- Opdracht
Kun je de regels van de regel met "rough mask: <svg" tot en met de regel met "positive clicks: (591, 711)" opnieuw geven, met "white" vervangen door "black" en verder alles ongewijzigd?

- Materiaal bij opdracht
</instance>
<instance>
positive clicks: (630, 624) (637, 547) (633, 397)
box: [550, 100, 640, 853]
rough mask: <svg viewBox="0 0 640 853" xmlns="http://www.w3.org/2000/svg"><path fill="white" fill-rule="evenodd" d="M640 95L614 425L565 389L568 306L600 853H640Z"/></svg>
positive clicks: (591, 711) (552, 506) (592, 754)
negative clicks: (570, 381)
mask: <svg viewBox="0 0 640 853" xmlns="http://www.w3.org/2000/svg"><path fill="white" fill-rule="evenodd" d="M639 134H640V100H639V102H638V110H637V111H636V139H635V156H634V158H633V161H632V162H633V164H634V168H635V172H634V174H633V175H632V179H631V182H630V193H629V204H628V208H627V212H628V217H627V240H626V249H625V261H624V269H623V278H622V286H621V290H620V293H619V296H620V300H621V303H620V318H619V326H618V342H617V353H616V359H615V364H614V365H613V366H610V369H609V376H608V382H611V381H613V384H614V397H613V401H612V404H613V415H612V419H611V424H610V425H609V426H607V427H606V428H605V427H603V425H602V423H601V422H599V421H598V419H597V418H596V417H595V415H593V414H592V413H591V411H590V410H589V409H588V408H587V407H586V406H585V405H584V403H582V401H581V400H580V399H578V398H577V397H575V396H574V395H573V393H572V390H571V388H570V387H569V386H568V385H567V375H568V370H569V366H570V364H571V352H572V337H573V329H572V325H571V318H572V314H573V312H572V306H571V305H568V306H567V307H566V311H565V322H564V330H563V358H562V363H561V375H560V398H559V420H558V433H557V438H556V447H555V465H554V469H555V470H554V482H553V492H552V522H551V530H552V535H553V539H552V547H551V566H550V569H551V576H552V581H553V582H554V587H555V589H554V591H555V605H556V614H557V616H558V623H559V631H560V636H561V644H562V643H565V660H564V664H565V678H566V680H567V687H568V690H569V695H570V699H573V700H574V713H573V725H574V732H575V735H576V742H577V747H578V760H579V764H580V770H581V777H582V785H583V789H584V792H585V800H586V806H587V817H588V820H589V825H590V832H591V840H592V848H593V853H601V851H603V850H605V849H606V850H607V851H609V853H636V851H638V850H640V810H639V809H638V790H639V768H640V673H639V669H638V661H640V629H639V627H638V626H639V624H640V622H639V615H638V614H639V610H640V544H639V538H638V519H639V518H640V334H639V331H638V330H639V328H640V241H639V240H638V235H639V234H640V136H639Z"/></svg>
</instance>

- Resultaat hieronder
rough mask: <svg viewBox="0 0 640 853" xmlns="http://www.w3.org/2000/svg"><path fill="black" fill-rule="evenodd" d="M640 95L614 425L565 389L568 306L600 853H640Z"/></svg>
positive clicks: (591, 711) (552, 506) (592, 754)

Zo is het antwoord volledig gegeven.